◆ Your instructions:
Write out every line of the listing below word for word, changing nothing.

◆ Data rows:

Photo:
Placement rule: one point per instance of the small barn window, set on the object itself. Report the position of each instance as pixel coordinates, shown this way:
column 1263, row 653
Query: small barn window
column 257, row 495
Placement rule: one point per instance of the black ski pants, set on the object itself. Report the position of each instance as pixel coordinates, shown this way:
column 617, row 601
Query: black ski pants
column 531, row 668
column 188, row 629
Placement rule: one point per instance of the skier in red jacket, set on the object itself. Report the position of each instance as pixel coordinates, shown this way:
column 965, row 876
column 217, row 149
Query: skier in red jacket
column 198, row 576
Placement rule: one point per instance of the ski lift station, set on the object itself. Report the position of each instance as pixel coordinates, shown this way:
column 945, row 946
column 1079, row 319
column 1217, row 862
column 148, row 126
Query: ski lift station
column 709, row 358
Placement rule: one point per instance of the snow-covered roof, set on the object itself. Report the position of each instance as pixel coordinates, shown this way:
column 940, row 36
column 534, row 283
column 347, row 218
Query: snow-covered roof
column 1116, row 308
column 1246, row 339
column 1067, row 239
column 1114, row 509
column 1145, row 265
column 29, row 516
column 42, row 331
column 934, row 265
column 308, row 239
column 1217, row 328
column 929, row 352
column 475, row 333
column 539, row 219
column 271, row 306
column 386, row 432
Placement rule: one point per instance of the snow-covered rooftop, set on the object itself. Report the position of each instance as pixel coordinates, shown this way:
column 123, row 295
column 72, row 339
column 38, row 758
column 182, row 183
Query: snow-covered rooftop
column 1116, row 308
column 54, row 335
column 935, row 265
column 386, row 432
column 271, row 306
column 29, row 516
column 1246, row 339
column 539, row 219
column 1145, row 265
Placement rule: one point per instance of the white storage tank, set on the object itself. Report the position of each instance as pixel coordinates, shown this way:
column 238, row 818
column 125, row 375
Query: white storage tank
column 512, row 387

◆ Task solution:
Photo:
Placement rule: one point per instance of the small barn window, set on the object itself. Report the position of each instance as pixel coordinates, shown this way:
column 1263, row 653
Query: small barn window
column 257, row 495
Placement rule: one point per instance of the black ski pants, set on the object itself. Report the position of each instance as pixel coordinates, shown this way:
column 617, row 601
Query: black ski pants
column 531, row 668
column 188, row 629
Placement rule: one point per instance of the skier in red jacket, set on the object itself. Report the position of each instance as pixel coordinates, shown this way:
column 965, row 876
column 217, row 149
Query: skier in red jacket
column 198, row 576
Placement rule: one point per instance of the ski lift station, set on the object itself. Report the position of each instance as pixel coordinates, shown this way:
column 945, row 946
column 1079, row 319
column 1217, row 862
column 148, row 126
Query: ski lift station
column 709, row 358
Placement rule: one point per instance of the snow-covered roof, set on the object itself. Report the position of each instance as pixel coordinates, shown this way:
column 940, row 36
column 534, row 283
column 347, row 218
Query: snow-covered roof
column 1116, row 308
column 1246, row 339
column 1067, row 239
column 1114, row 509
column 1145, row 265
column 29, row 516
column 42, row 331
column 934, row 265
column 308, row 239
column 1217, row 328
column 929, row 352
column 475, row 333
column 539, row 219
column 271, row 306
column 386, row 432
Placement rule: one point per instance of the snow-covered rooftop, set on the object itself. Report the position of each instance as pixel coordinates, shown this way:
column 123, row 295
column 72, row 339
column 38, row 758
column 182, row 183
Query: snow-covered rooftop
column 1116, row 308
column 54, row 335
column 935, row 265
column 386, row 432
column 271, row 306
column 29, row 516
column 1246, row 339
column 539, row 219
column 1145, row 265
Placement rule: one point per instance of the white storage tank, set on the object itself. Report the position of each instance as pixel coordinates, shown this way:
column 238, row 818
column 125, row 375
Query: white storage tank
column 512, row 387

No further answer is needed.